---------- Trecho selecionado ----------

22 de Fevereiro de 2021

De vez em quando, Vinho sem Segredo trará uma entrevista com um produtor de vinho de referência em algum terroir do planeta vitis. Qual será o critério de escolha? Ter passado pelo crivo do mestre Nelson Luiz Pereira, ou seja, ter sido alvo de algum post em que ele teceu elogios à vinícola ou ao enólogo. Para estrear essa seção, o escolhido foi Frédéric Lafarge, hoje à frente do mítico domaine Michel Lafarge, que já foi tema de alguns posts escritos pelo Nelson, incluindo-se um “Lafarge, a essência de Volnay” e outro “os top tens da Borgonha”.

Falar que os vinhos de Lafarge estão entre os melhores da Côte de Beaune é como restringir o trabalho de Alfred Hitchcock ao suspense. “Um Corpo que Cai” é um filme de suspense ou um drama facilmente listado entre os melhores longas de todos os tempos? É perder o todo, o conjunto da obra em que cada nota faz sentido. Lafarge faz há décadas alguns dos melhores vinhos da Côte d´Or, com rótulos que esbanjam elegância, profundidade e longevidade. Nas safras excelentes, faz obras primas, nas ruins consegue fazer bons vinhos, bastante superiores à média. O Clos de Chênes 2004, bebido há dois anos, é um dos melhores premiers crus degustados dessa safra fraca e rivaliza com o Clos Saint Jacques de Éric Rousseau, dois produtores que conseguiram fazer vinhos muito acima da média.

O quintal dos Lafarges

Com 11,6 hectares de produção, boa parte voltada para Volnay, o domaine é uma referência entre os Bourgognes femininos e longevos. Aqui se usa muito pouca madeira, menos de 15%, porque a ideia é fazer o terroir transparecer. Numa comparação com Marquis d´Angerville, seu principal rival em Volnay, este faz vinhos mais viris, Lafarge elabora vinhos mais delicados.

Quem vai ao domaine (pisandoemuvas.com traz a visita feita em 2017) e ao quintal deles se depara com as 11 galinhas que passeiam por pouco mais de 0,5 hectare de vinhedos de Clos du Château des Ducs, monopólio quintal dos Lafarge. “Além de proteger de pragas, elas rendem ovos premier cru”, brinca Frédéric. Com uvas de mais de 40 anos, esse vinhedo é mais quente que outros da cidade e produz vinhos longevos que rivalizam com o Clos de Chênes, outro premier cru reputado em suas mãos.

---------- Relação do material ----------

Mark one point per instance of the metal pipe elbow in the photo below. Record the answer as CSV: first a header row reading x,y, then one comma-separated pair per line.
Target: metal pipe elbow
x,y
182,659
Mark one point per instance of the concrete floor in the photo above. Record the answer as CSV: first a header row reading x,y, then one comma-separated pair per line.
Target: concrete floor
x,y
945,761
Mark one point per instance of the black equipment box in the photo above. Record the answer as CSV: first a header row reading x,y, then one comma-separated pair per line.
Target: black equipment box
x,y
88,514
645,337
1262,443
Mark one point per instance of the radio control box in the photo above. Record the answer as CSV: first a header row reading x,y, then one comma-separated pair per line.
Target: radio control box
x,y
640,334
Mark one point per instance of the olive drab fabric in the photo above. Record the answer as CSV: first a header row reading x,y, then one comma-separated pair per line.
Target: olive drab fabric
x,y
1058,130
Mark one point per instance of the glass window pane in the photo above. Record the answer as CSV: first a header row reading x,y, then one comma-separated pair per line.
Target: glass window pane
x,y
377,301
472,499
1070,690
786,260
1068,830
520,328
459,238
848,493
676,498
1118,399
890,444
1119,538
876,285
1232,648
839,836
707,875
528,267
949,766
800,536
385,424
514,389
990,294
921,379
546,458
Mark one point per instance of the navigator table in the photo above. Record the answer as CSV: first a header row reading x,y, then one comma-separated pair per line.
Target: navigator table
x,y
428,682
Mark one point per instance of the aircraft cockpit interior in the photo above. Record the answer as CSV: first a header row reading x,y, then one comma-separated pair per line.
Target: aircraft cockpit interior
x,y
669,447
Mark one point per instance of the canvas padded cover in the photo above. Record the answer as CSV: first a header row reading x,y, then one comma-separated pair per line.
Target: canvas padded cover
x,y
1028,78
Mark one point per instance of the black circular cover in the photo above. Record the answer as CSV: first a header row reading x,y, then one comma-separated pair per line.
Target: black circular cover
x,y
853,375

----------

Enunciado:
Retome o texto sobre o domaine Michel Lafarge a partir da última frase apresentada.

Resultado:
Os Lafarges têm uma extensa produção de rótulos. Os brancos são bons, os tintos são excelentes. O Beaune Les Aigrots é o oposto do mais mineral Grèves, ambos para se comprar de caixa. O Pommard Pézérolles é um Pommard mais mineral, mais suave que os feitos por Courcel ou Épeneaux. O Volnay Village é um primor, elegante e feminino. Pode passar subestimado por muitos paladares, mas tem um refinamento difícil de se ver em comunais.

Antes de chegar à cave do século XIII, um passeio pelo monopólio

O Vendanges Selectionnés vem do centro da apelação, rodeado de premiers crus, é o grande segredo aqui, com uma capacidade grande também de envelhecimento, comprovado pelo excelente 2002 provado em 2017. O Mitans é um premier cru mais delicado que os outros três: o Caillerets (último vinhedo comprado pela família em 2000), com muita fruta, o Clos de Ducs tem um aroma floral delicado e taninos suaves; o Clos de Chênes é mais tânico, mineral, precisa de mais tempo.

A seguir, os principais trechos da entrevista com Frédéric Lafarge, que também tem investido em Beaujolais, com os rótulos Lafarge-Vial, sobrenome de Chantal, sua esposa. Os vinhos do domaine Lafarge chegarão ao Brasil pela primeira vez em junho pela Clarets.

Além de combater as pragas, as galinhas rendem ovos premiers crus, brinca Frédéric

Vinho sem segredo: Eu sempre me impressiono com a longevidade dos vinhos de vocês. Tomei um Clos de Chênes 2007 que eu jamais diria ter mais de cinco anos de vida. Bebi um Vendanges Selectionnés 2002 há 4 anos que ainda tinha longa vida. Vi no instagram que vocês abriram um Clos de Chênes 1949. Como ele estava?

Frédéric Lafarge: Os vinhos do domaine envelhecem muito bem. O Clos de Chênes 1949 estava excelente. Sua cor estava viva, com as bordas traduzindo o passar das décadas. O nariz estava harmônico com alguns aromas terciários. No palato, estava absolutamente redondo. A gente podia sentir as uvas bem maduras da safra colhida em um ano quente e seco. Ele tinha energia soberba e ia se revelando aos poucos à medida que o bebíamos.

Vinho sem segredo: Sua filha, Clothilde, está ao lado para a vinificação. Ela fez estágios fora da França e é uma jovem. Ela tem contribuído para mudanças na maneira que vocês vinificam os vinhos?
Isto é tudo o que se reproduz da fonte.